**Activity:** Give the data again exactly as it is written.

**Extracted data entries:**
* * * * * * * * *

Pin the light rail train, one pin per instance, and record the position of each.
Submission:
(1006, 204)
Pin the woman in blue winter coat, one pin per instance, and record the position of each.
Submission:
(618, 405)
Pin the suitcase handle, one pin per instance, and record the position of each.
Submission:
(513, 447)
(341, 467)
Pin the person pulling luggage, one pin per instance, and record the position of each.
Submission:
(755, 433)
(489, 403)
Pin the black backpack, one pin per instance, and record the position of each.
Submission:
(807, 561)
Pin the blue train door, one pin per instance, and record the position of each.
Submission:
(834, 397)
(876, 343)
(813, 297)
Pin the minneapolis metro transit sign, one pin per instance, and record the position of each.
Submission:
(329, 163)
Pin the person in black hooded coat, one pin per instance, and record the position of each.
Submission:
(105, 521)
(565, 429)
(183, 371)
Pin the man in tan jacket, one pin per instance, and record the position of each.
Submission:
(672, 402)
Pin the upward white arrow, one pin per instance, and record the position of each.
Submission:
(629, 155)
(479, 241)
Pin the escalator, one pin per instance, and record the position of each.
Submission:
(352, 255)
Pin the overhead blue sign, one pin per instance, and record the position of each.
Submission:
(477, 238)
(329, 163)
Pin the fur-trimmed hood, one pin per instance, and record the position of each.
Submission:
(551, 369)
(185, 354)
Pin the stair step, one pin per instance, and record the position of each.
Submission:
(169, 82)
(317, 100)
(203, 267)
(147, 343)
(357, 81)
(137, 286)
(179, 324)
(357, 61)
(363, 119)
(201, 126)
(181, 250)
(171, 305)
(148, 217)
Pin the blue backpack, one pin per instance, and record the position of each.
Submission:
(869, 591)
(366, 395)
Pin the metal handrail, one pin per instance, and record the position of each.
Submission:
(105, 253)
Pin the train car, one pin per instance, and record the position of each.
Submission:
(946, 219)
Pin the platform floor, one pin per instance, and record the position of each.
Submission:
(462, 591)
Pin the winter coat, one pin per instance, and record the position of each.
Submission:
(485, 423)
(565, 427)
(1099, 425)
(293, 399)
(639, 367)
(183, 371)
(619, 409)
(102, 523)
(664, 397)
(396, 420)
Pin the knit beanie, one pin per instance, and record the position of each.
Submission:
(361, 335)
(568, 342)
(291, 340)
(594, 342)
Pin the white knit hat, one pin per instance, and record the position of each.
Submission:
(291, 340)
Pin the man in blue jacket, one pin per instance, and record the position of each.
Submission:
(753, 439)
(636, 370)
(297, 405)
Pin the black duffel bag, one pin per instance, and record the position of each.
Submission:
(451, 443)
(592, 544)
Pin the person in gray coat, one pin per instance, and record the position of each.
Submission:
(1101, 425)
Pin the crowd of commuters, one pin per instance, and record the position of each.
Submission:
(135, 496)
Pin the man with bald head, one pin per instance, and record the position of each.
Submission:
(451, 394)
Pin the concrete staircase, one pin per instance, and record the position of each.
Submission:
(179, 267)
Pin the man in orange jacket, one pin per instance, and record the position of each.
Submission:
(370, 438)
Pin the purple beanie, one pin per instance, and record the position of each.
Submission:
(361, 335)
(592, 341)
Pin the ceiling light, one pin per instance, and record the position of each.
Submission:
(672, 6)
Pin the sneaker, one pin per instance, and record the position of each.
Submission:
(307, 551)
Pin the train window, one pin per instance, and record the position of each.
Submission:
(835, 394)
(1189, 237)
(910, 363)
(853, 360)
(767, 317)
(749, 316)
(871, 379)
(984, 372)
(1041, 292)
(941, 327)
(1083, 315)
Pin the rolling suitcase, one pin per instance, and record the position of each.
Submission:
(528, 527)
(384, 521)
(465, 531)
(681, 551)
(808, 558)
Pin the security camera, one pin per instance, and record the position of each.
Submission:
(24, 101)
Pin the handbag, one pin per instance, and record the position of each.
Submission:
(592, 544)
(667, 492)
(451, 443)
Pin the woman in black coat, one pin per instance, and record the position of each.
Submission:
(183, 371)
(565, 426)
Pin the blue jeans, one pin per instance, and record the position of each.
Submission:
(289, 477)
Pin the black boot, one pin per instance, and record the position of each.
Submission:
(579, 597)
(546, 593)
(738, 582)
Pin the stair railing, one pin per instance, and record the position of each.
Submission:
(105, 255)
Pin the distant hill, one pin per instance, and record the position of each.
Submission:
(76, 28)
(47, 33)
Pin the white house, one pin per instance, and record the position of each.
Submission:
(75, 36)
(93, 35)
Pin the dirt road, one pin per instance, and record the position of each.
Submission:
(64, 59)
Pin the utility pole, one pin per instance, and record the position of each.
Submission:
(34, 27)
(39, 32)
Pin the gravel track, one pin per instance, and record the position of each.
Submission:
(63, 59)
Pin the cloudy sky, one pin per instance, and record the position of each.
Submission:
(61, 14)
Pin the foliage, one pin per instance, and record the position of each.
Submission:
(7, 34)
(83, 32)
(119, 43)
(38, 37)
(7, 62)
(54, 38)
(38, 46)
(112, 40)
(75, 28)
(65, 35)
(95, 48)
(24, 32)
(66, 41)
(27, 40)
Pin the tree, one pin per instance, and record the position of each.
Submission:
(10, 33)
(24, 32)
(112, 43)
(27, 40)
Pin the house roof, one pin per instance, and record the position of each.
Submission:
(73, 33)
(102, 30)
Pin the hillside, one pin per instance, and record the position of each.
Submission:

* * * * * * * * *

**Answer to this task:**
Pin the light rail train, one pin per instance, and record the position of each.
Submission:
(1006, 204)
Pin the woman in blue winter coat, one pin per instance, and record the position of each.
Submission:
(618, 405)
Pin the suitcase handle, one pin per instance, and record the position of each.
Submission:
(513, 447)
(341, 467)
Pin the person pulling luggage, one pin per instance, and record the position of each.
Submission:
(755, 433)
(489, 403)
Pin the black backpack, one pin per instance, and record the position of each.
Submission:
(807, 561)
Pin the blue train door, one pin per instance, and record the position of each.
Submission:
(834, 397)
(876, 343)
(813, 297)
Pin the minneapolis metro transit sign, one pin per instance, and record the position of each.
Submission:
(329, 163)
Pin the person in black hooded coat, one pin per instance, and record the position of each.
Submission:
(105, 521)
(565, 429)
(183, 371)
Pin the man in tan jacket, one pin per instance, and record the position of each.
Submission:
(672, 402)
Pin the upward white arrow, one pin per instance, and record the position of each.
Submission:
(629, 155)
(479, 241)
Pin the escalator, one pin per instance, and record the position of each.
Submission:
(352, 255)
Pin the overhead blue sign, one pin per instance, and record the position of each.
Submission:
(477, 238)
(329, 163)
Pin the fur-trimmed hood, one pin per instance, and record the position of each.
Submission:
(551, 369)
(185, 354)
Pin the stair step, one pin per instance, and record the position of each.
Submission:
(169, 82)
(317, 100)
(203, 267)
(147, 343)
(357, 81)
(137, 286)
(179, 324)
(357, 61)
(363, 119)
(201, 126)
(181, 250)
(171, 305)
(148, 217)
Pin the blue backpack, one pin per instance, and record the position of each.
Submission:
(869, 591)
(366, 395)
Pin the metal handrail, one pin per instance, and record the position of each.
Submission:
(105, 253)
Pin the train car, one pin per instance, and record the position of each.
Submission:
(946, 219)
Pin the platform floor, one pin per instance, and record the position of each.
Submission:
(462, 591)
Pin the winter coat, one pin per instance, and record the position of each.
Submission:
(485, 423)
(565, 427)
(1099, 425)
(293, 399)
(639, 367)
(183, 371)
(619, 409)
(102, 523)
(664, 397)
(396, 420)
Pin the knit beanie, one pin per instance, and record the position of each.
Submission:
(361, 335)
(568, 342)
(291, 340)
(594, 342)
Pin the white knit hat, one pin per instance, and record the position of each.
Submission:
(291, 340)
Pin the man in blue jacket, one pin per instance, and record the position of each.
Submission:
(753, 439)
(636, 370)
(297, 405)
Pin the black duffel bag, one pin per instance, and record the position of each.
Submission:
(451, 443)
(592, 544)
Pin the person in gray coat, one pin per instance, and record the position of each.
Submission:
(1101, 425)
Pin the crowd of commuters, one pin per instance, and record the position of each.
Submission:
(135, 496)
Pin the man with bald head, one pin per instance, and record the position of each.
Submission:
(451, 394)
Pin the concrete staircase, one pin per instance, and record the position of each.
Submission:
(179, 267)
Pin the man in orange jacket, one pin per instance, and record the position of each.
Submission:
(370, 438)
Pin the purple beanie, one pin per instance, and record the position of each.
Submission:
(361, 335)
(592, 341)
Pin the ceiling light, one pin per instance, and record the position of each.
Submission:
(672, 6)
Pin the sneaker, one pin per instance, and record the position of each.
Submission:
(307, 551)
Pin the train window, one pin per instance, and record the position of each.
Submission:
(835, 394)
(1189, 237)
(910, 363)
(853, 360)
(767, 317)
(749, 316)
(871, 379)
(984, 372)
(1041, 292)
(941, 327)
(1083, 315)
Pin the rolling suitcase, one pin per instance, and record the position of each.
Submission:
(528, 527)
(384, 521)
(465, 531)
(681, 551)
(808, 558)
Pin the security camera, one pin per instance, and record the position of each.
Submission:
(24, 101)
Pin the handbag, one pin per instance, and record the position of each.
Submission:
(592, 544)
(667, 492)
(451, 443)
Pin the woman in black coat, one pin per instance, and record the position of each.
Submission:
(183, 371)
(565, 426)
Pin the blue jeans, one pin per instance, and record the position of each.
Submission:
(289, 477)
Pin the black boot, one pin per instance, and record the position of each.
Submission:
(579, 597)
(546, 593)
(738, 582)
Pin the stair railing, one pin per instance, and record the position of each.
Submission:
(105, 255)
Pin the distant hill, one pin per instance, and record the position of each.
Submission:
(76, 28)
(47, 33)
Pin the white house, one pin per instance, and record the position of each.
Submission:
(75, 36)
(93, 35)
Pin the dirt road, one pin per instance, and record the position of each.
Submission:
(64, 59)
Pin the utility pole, one pin per instance, and record the position of each.
Submission:
(34, 27)
(39, 32)
Pin the gravel track, one pin per instance, and record the position of each.
Submission:
(63, 59)
Pin the cloudy sky, one pin per instance, and record the position of each.
Submission:
(61, 14)
Pin the foliage, one pin per instance, and record the position of each.
Submission:
(7, 34)
(83, 32)
(119, 43)
(38, 37)
(7, 62)
(54, 38)
(38, 46)
(112, 40)
(75, 28)
(65, 35)
(95, 48)
(24, 32)
(66, 41)
(27, 40)
Pin the tree, one pin per instance, and record the position of each.
Submission:
(10, 33)
(24, 32)
(112, 43)
(27, 40)
Pin the house roof, one pin per instance, and record the position of each.
Submission:
(73, 33)
(102, 30)
Pin the hillside, one pin per instance, and record the position of each.
Submission:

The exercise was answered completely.